--- START OF RECORDS FOR PROCESSING ---
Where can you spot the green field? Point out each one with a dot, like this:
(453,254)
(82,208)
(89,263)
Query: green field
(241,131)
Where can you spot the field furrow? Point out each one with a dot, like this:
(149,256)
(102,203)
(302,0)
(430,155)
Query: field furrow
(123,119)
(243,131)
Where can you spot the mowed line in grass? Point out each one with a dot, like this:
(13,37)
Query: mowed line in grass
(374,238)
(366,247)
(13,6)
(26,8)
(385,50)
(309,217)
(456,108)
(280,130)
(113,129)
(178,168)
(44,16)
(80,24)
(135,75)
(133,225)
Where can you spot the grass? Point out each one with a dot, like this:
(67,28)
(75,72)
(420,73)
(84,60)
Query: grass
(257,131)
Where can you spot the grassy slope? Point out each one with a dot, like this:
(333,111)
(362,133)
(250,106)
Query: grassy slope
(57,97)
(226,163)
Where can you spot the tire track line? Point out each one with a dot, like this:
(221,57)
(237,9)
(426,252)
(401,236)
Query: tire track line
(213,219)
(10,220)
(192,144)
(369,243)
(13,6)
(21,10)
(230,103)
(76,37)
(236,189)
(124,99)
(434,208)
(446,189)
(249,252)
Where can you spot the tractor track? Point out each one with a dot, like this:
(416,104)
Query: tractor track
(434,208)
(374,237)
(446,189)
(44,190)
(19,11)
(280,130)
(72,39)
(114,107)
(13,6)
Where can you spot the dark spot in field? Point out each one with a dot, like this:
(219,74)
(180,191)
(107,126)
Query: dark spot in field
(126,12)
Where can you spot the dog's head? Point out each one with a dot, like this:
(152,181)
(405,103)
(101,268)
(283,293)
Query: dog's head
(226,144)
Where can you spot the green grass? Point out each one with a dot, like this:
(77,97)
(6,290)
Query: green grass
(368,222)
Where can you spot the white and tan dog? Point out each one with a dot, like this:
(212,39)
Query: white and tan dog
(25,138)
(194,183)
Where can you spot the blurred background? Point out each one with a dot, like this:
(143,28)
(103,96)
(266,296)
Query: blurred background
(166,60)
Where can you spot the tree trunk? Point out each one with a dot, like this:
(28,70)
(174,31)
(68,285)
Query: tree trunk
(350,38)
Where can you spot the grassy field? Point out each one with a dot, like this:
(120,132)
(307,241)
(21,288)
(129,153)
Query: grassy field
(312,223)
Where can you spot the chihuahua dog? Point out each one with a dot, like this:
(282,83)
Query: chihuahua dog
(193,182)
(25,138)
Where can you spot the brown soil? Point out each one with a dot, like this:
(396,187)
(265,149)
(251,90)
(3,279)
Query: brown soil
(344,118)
--- END OF RECORDS FOR PROCESSING ---
● GIVEN REQUEST
Copy every line of the material, please, keeping it exactly the same.

● EXERCISE RESULT
Where can you spot the green field? Point out each one with a dot, like this:
(453,254)
(82,208)
(89,263)
Query: green field
(241,131)
Where can you spot the field furrow? Point out each one with a dot, like this:
(149,256)
(102,203)
(302,0)
(430,155)
Query: field furrow
(123,119)
(243,131)
Where can you spot the mowed line in grass? Point out each one with a dot, like this:
(13,37)
Query: mowed line in grass
(374,238)
(366,247)
(13,6)
(26,8)
(385,50)
(309,217)
(456,108)
(280,130)
(113,129)
(178,168)
(44,16)
(80,24)
(135,75)
(133,225)
Where can you spot the grass? Point out each one with a dot, like this:
(67,28)
(75,72)
(420,73)
(84,60)
Query: grass
(257,131)
Where can you spot the grassy slope? Point out each one with a dot, like this:
(333,111)
(362,133)
(250,106)
Query: grassy slope
(57,97)
(226,163)
Where can you spot the tire track line? Point out each one with a dot, like this:
(221,57)
(237,9)
(426,252)
(401,236)
Query: tire track line
(213,219)
(10,220)
(192,144)
(369,243)
(13,6)
(21,10)
(230,103)
(76,37)
(236,189)
(124,99)
(434,208)
(446,189)
(249,252)
Where can you spot the tractor track? Point out each one with a dot, like this:
(416,104)
Query: tractor track
(434,208)
(374,237)
(446,189)
(44,190)
(19,11)
(280,130)
(72,39)
(114,107)
(13,6)
Where can you spot the dark spot in field? Point out each one with a dot, like this:
(219,74)
(180,191)
(107,126)
Query: dark spot in field
(126,12)
Where can you spot the dog's head? Point out each one with a dot, like this:
(152,181)
(405,103)
(101,268)
(283,293)
Query: dog's head
(226,144)
Where can you spot the green grass? Point out each one with a dot, like this:
(77,97)
(6,290)
Query: green grass
(368,222)
Where can you spot the white and tan dog? Point out each one with a dot, like this:
(212,39)
Query: white and tan dog
(25,138)
(194,183)
Where can you spot the blurred background? Point out each one with a dot, like this:
(143,28)
(103,96)
(266,296)
Query: blurred background
(166,60)
Where can you spot the tree trunk? Point out each one with a dot, like this:
(28,70)
(174,31)
(68,285)
Query: tree trunk
(350,38)
Where can you spot the grassy field? Point out each one with a dot, like this:
(120,132)
(307,241)
(21,288)
(129,153)
Query: grassy field
(312,223)
Where can you spot the chihuahua dog? Point out each one with a dot, like this:
(282,83)
Query: chihuahua dog
(193,182)
(25,138)
Where can you spot the brown soil? Point out each one with a dot, like this:
(396,187)
(265,149)
(251,90)
(3,279)
Query: brown soil
(344,118)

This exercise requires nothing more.